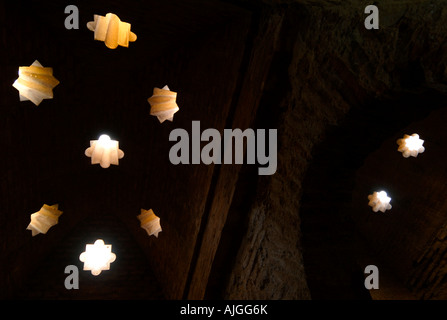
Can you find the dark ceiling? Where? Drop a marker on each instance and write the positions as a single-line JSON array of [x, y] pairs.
[[339, 96]]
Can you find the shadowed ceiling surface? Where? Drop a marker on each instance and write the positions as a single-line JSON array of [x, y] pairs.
[[338, 94]]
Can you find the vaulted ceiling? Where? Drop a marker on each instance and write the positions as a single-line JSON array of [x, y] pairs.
[[339, 95]]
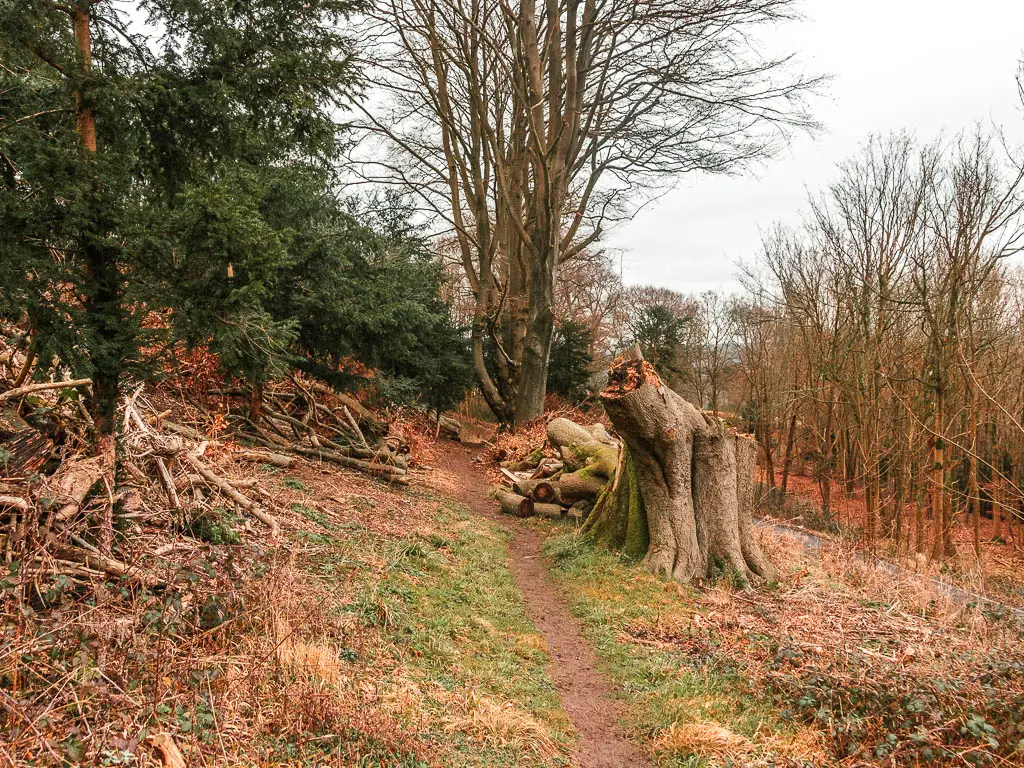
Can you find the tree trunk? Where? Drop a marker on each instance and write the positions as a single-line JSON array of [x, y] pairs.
[[787, 456], [532, 382], [679, 483]]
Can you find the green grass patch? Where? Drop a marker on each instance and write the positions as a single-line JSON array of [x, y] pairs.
[[664, 686], [451, 615]]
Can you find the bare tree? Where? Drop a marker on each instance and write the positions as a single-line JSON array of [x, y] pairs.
[[527, 128]]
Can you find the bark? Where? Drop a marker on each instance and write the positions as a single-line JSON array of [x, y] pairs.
[[549, 510], [581, 485], [787, 456], [539, 491], [515, 505], [681, 475]]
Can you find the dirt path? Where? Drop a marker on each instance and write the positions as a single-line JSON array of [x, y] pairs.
[[585, 692]]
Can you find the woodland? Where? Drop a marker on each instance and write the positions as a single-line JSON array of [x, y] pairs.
[[332, 433]]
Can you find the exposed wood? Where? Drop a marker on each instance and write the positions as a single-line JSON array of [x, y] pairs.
[[267, 457], [580, 485], [539, 491], [227, 489], [24, 454], [549, 510], [69, 487], [14, 502], [515, 505], [512, 477], [383, 471]]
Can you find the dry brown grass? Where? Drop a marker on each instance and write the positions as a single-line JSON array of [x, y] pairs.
[[500, 724], [705, 739]]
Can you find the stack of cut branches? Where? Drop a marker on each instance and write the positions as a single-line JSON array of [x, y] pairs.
[[312, 421], [62, 521], [564, 476]]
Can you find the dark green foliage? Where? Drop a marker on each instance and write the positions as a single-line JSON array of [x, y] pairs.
[[179, 95], [216, 139], [660, 334], [568, 370]]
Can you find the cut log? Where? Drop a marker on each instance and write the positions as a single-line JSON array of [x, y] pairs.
[[515, 505], [679, 484], [580, 485], [547, 468], [539, 491], [69, 487], [581, 510], [33, 388], [227, 489], [24, 454], [579, 449], [266, 457], [383, 471], [549, 510]]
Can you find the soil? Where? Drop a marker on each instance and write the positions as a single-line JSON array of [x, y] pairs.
[[585, 692]]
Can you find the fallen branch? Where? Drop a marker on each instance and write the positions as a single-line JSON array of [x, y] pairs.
[[384, 471], [227, 489], [32, 388]]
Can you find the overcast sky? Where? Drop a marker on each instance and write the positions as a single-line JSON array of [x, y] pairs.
[[932, 67]]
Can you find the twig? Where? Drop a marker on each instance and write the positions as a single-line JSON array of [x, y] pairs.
[[30, 388], [225, 487]]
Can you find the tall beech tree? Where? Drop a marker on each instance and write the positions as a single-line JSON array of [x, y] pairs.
[[526, 127]]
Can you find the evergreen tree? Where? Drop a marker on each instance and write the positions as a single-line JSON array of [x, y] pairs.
[[660, 334], [112, 128], [568, 371]]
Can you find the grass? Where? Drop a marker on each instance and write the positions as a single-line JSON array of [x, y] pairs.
[[457, 662], [686, 705]]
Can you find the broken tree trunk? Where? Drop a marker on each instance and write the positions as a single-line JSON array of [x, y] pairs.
[[679, 484], [579, 446]]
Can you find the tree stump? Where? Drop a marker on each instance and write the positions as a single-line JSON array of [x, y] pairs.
[[682, 496]]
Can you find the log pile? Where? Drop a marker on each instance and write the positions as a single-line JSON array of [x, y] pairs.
[[562, 477]]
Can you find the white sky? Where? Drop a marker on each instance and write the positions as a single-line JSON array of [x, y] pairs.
[[931, 67]]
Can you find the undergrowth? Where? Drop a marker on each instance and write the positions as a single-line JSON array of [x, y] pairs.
[[384, 630], [688, 702]]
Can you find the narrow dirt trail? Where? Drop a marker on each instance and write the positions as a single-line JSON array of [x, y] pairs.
[[585, 692]]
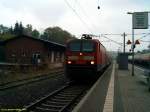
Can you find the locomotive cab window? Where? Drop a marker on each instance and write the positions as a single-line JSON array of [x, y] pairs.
[[82, 45], [74, 46], [87, 46]]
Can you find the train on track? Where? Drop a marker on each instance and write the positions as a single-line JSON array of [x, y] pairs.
[[142, 59], [85, 58]]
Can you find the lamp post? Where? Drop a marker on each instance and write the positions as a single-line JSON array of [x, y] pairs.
[[133, 45]]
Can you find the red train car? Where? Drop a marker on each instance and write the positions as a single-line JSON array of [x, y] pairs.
[[85, 57]]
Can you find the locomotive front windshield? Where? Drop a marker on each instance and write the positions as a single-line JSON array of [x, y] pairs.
[[82, 46]]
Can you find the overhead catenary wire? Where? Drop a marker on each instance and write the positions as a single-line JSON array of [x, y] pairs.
[[83, 22]]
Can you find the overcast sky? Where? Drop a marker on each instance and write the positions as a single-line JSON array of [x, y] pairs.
[[78, 17]]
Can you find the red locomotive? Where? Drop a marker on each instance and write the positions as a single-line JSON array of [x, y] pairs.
[[85, 57]]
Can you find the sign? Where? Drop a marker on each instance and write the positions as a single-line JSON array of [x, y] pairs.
[[140, 20]]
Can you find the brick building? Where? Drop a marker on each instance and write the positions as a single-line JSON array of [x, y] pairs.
[[25, 49]]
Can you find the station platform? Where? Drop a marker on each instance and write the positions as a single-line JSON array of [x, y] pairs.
[[131, 92], [125, 93]]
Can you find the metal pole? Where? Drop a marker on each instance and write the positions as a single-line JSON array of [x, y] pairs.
[[132, 48]]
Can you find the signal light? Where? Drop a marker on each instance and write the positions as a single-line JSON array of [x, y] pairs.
[[129, 42], [92, 62], [69, 62], [137, 42], [81, 54]]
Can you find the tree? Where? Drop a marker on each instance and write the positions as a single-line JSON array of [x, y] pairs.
[[56, 34], [3, 29], [28, 29], [35, 33]]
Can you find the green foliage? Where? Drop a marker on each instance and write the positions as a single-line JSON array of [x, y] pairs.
[[35, 33], [6, 36], [55, 34]]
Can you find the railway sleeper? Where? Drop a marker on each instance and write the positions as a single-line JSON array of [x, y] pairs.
[[55, 103], [66, 95], [39, 109], [63, 97], [51, 106], [60, 100]]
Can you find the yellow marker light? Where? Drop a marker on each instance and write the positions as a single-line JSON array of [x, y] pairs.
[[69, 62], [92, 62]]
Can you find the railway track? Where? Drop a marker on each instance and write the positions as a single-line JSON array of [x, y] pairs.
[[22, 82], [60, 100]]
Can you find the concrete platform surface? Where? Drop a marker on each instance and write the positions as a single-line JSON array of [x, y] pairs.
[[131, 92]]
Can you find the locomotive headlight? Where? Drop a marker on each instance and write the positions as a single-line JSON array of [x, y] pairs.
[[92, 62], [88, 57], [69, 62]]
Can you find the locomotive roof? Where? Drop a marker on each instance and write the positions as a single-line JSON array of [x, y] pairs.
[[37, 39]]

WHAT IS BEING ASKED: Only the text is to be copied: please reproduce the records exactly and drop the pictures.

SOLVED EXERCISE:
Can you find the dark ceiling? Where? Drop a marker on each instance and write the positions as a single-line JSON array of [x, y] pairs.
[[339, 96]]
Can you find the shadowed ceiling surface? Where? Drop a marker on each instance and write the positions as a single-line JSON array of [x, y] pairs.
[[338, 94]]
Can you find the vaulted ceiling? Where? Drop a marker on each instance and write the positions as a single-line JSON array of [x, y] pairs.
[[339, 95]]
Can you find the tree trunk? Where? Drop a marker on each instance and write the positions as a single-line JSON array of [x, y] pairs.
[[787, 456], [532, 382], [679, 483]]
Can you find the green grass patch? Where? Drop a marker on each instance and write the positions as a single-line JSON array of [x, y] pairs.
[[664, 686], [451, 615]]
Can you find the bare tree? Where? Drop a marker on each instance and write the positions as a single-line JSON array of [x, y] pairs.
[[527, 128]]
Can you find the bark? Where? Drop a marker on each instance and write the positions as a single-line JSON array of [x, y] pairs.
[[549, 510], [581, 485], [787, 456], [539, 491], [515, 505], [681, 475]]
Can you find the dirt path? Where? Drop a marker on each instance and write the positions as a single-line JSON array of [x, y] pairs.
[[585, 692]]
Can you find the woodland? Where? Drop a marker on each instance and write the positions as a single-line JSON array of [x, y] pairs.
[[332, 433]]
Can you find the exposed wood? Where? Drop a marker on each instance and write the positions as a single-line JSON array of [x, y] pairs.
[[267, 457], [580, 485], [539, 491], [227, 489], [24, 454], [549, 510], [69, 487], [14, 502], [515, 505], [512, 477], [383, 471]]
Can you find the dry brown grass? Where? Drop a marker on each instance and write the positions as a single-line JSON array of [x, y] pairs.
[[500, 724], [705, 739]]
Can you find the stack of cut branches? Where? Drop a marker on each instance and write the positions as a single-line JSON array of [x, y] pairs.
[[312, 421], [62, 521], [564, 476]]
Can you find the dark green foliage? Where? Drop a marker on each instance and write the positions as a single-line JSON array of [x, y] pairs.
[[179, 95], [216, 139], [660, 334], [568, 370]]
Can you find the cut log? Where? Drop a marker on each instance and write the positions as a single-line JSON array of [x, y] pairs.
[[515, 505], [679, 484], [580, 485], [547, 468], [539, 491], [69, 487], [581, 510], [33, 388], [227, 489], [24, 454], [579, 449], [266, 457], [383, 471], [549, 510]]
Can you find the soil? Where? Drop a marker on each instance and write the positions as a single-line JSON array of [x, y] pairs.
[[585, 692]]
Can you find the fallen branch? Where? Drop a marker on each instance and write the positions as a single-line JSON array of [x, y] pairs.
[[384, 471], [227, 489], [32, 388]]
Can you find the overcast sky? Where? Drop a marker on each instance and write the positions as a single-line JSON array of [x, y] pairs.
[[932, 67]]
Can you find the twig? Where? Drop a marker on each instance and write the positions as a single-line JSON array of [x, y] pairs.
[[30, 388], [225, 487]]
Can you find the tall beech tree? Where? Drop a marker on each instance and write the positions as a single-line JSON array of [x, y] pairs.
[[526, 127]]
Can you find the evergreen tree? Where? Drop a marker on each instance and write the positions as a single-line JSON array of [x, y] pairs.
[[660, 334], [112, 128], [568, 371]]
Can you find the grass? Where? Drop a marker on each instance and write the positions as a single-line JSON array of [x, y] pairs.
[[457, 662], [686, 705]]
Can you find the broken tree trunk? Where? Drop a marker on each instance and write the positions as a single-line JSON array of [x, y] pairs.
[[679, 484], [579, 446]]
Can you find the tree stump? Where? Drop a marker on each instance and write the positions as a single-line JSON array of [x, y] pairs.
[[682, 496]]
Can you find the log pile? Where? Drop a marker on each instance and write the positions as a single-line JSON array of [x, y] pairs.
[[562, 477]]
Can you find the white sky? Where? Drop a marker on each instance and write the positions as a single-line JSON array of [x, y] pairs.
[[931, 67]]
Can you find the undergrowth? Where? Drop a marker on each instance and write the positions as a single-line JSON array of [x, y] pairs.
[[384, 630], [688, 702]]
Can you find the narrow dirt trail? Where? Drop a marker on each instance and write the positions as a single-line JSON array of [x, y] pairs.
[[585, 692]]
Can you find the locomotive cab window? Where? Drop a marker on each instance and write the positions as a single-line JSON array of [x, y] pairs.
[[82, 45], [74, 46], [87, 46]]
Can you find the train on track? Where? Drop a marker on each instance and write the positions as a single-line JSON array of [x, y] pairs.
[[142, 59], [85, 58]]
Can you find the lamp post? Where? Drop a marker on each instance and write the positions as a single-line JSON array of [x, y] pairs.
[[133, 45]]
Can you find the red train car? Where? Drop a marker on each instance and write the positions as a single-line JSON array of [x, y] pairs.
[[85, 57]]
Can you find the locomotive front windshield? Where? Drop a marker on each instance and write the positions as a single-line JSON array of [x, y] pairs.
[[82, 46]]
Can you find the overhead catenary wire? Where? Drop a marker on each instance and write the positions as a single-line JSON array of [x, y] pairs.
[[83, 22]]
Can you find the overcast sky? Where? Drop a marker on each instance and write the positions as a single-line JSON array of [x, y] pairs.
[[78, 17]]
Can you find the red locomotive? Where? Drop a marker on each instance and write the positions as a single-line JSON array of [x, y] pairs.
[[85, 57]]
Can you find the sign? Where? Drop a marker on each instance and write the positions as a single-line JSON array of [x, y] pairs.
[[140, 20]]
Can you find the brick building? Where? Drop a marker on each instance and write the positions as a single-line JSON array of [x, y] pairs.
[[25, 49]]
Can you find the station platform? Where? Drop a marker on each instance and write the positions as a single-line JSON array of [x, y] pairs.
[[131, 92], [125, 93]]
Can you find the metal pole? Where? Drop a marker on each instance and write the positions as a single-line JSON array of [x, y] pairs.
[[132, 48]]
Can you find the signal light? Where? Drop a marker on each instance and write the positions as a single-line JSON array of [x, y] pairs.
[[129, 42], [92, 62], [69, 62], [137, 42], [81, 54]]
Can you find the tree? Where? Drop a marker on each instance and write the positions as a single-line JSON array of [x, y] pairs.
[[56, 34], [3, 29], [28, 29], [35, 33]]
Can you find the green foliage? Where? Drop a marker on each instance and write the positions as a single-line JSON array of [x, y] pairs.
[[35, 33], [6, 36], [55, 34]]
Can you find the railway sleeper? Where? Drop a marker on each instance and write the positions as a single-line JSON array of [x, y] pairs.
[[55, 103], [66, 95], [39, 109], [63, 97], [51, 106], [60, 100]]
Can you find the yellow marker light? Where? Drop a marker on each instance and write the positions as a single-line JSON array of [x, y] pairs.
[[69, 62], [92, 62]]
Can you find the railway track? Where? Drop a marker on each instance and write the positions as a single-line JSON array of [x, y] pairs.
[[22, 82], [60, 100]]
Can you find the concrete platform surface? Where? Drop a marker on each instance and write the positions as a single-line JSON array of [x, y] pairs.
[[131, 92]]
Can you find the locomotive headlight? Where? Drop a marker on each instance and write the positions as a single-line JSON array of [x, y] pairs.
[[92, 62], [88, 57], [69, 62]]
Can you find the locomotive roof? Where? Drop a marker on each instance and write the positions as a single-line JSON array of [x, y] pairs.
[[37, 39]]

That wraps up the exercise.